▶ **Set task 1**
From the race blog post, print everything from "And there are" down to "sub freezing weather.".
▶ **Set task 2**
Translate this sentence from the race blog post into Spanish: "We've dealt with wicked weather for this race series."
▶ **Set task 3**
For each statement, say whether it agrees with the race blog post, and quote the words that decide it.
(a) The Run Denver Series is made up of five 5k races, with the option of a half marathon as the last race.
(b) The writer told Coach Mike that the new goal was foolish.
(c) The writer posted the goal on the refrigerator.

>> BEGIN Text shown

There are races.
And there are RACES.
This morning, I got up for the last race in the Run Denver Series. The Run Denver Series consists of 5 5ks (or you can choose the half marathon for the last race).
We've dealt with wicked weather for this race series. We've had snow and ice and +35mph winds and sub freezing weather.
And at each race, I've managed to pull a PR out of my butt. Sometimes completely unexpected.
But TODAY was different. A month ago, (after my last 5k), Coach Mike said "You've proven you know how to PR. Now, let's go for a new goal."
He throws out (of maybe it was more of throwing up) a goal.
I was like all DAMN FOOL where you get those numbers from.
Of course, I didn't say that to him. I'm not stupid. I didn't exactly want the next week to consist of holding plank for 5 minutes.
But, no way, nuh uh, I could hit that goal. So, I posted it to my computer monitor. Everyday, I looked at it. And everyday, I started thinking "Maybe coach isn't crazy. Maybe."
Then I started strategizing....thinking "OK, to hit that goal, I need to run the first mile at x, the second at x-10, the third at x-10+puke.

>> END Text shown
>> BEGIN Listing

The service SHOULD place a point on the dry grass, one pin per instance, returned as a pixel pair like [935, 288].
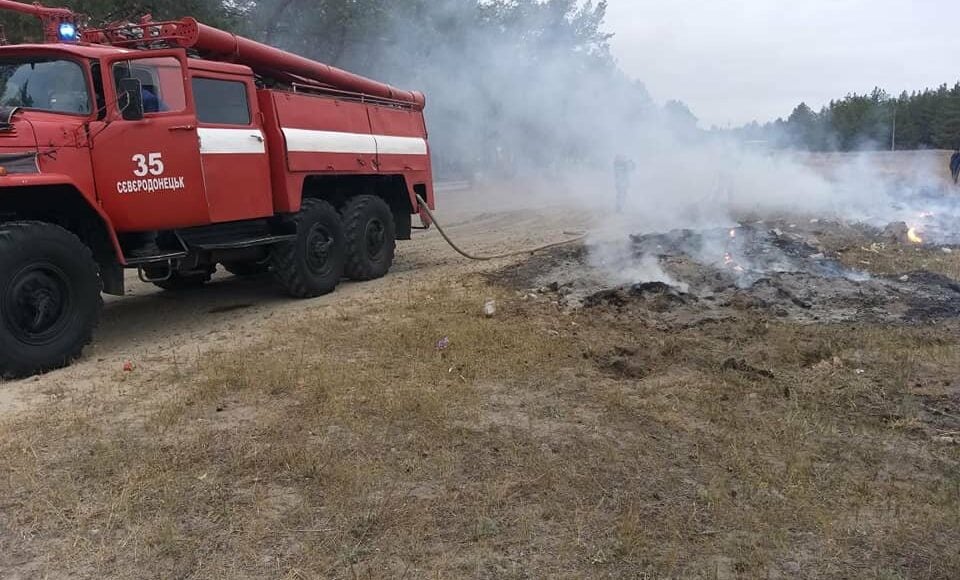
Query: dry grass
[896, 259]
[536, 445]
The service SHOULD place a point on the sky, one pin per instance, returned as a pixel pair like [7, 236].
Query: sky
[735, 61]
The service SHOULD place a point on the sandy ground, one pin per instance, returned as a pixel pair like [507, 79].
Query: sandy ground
[153, 328]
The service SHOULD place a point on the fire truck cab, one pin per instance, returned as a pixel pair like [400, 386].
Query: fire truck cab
[176, 154]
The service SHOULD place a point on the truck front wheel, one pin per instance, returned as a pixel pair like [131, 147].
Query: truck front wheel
[312, 264]
[49, 297]
[371, 237]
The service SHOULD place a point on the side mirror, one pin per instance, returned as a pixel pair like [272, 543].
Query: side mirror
[130, 98]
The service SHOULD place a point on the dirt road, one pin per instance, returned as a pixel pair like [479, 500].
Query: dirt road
[154, 329]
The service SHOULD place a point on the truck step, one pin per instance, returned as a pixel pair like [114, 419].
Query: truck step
[166, 257]
[239, 244]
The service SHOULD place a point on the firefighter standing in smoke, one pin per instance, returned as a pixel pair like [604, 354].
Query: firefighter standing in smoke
[622, 168]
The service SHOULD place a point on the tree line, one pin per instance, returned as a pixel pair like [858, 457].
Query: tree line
[928, 119]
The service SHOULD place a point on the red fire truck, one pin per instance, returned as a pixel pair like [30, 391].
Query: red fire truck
[174, 147]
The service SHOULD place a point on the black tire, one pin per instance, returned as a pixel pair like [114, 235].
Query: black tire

>> END Listing

▶ **Reply 1**
And there are RACES.
This morning, I got up for the last race in the Run Denver Series. The Run Denver Series consists of 5 5ks (or you can choose the half marathon for the last race).
We've dealt with wicked weather for this race series. We've had snow and ice and +35mph winds and sub freezing weather.

▶ **Reply 2**
Hemos enfrentado un clima terrible en esta serie de carreras.

▶ **Reply 3**
(a) Yes: "The Run Denver Series consists of 5 5ks (or you can choose the half marathon for the last race)."
(b) No: "Of course, I didn't say that to him."
(c) No: "So, I posted it to my computer monitor."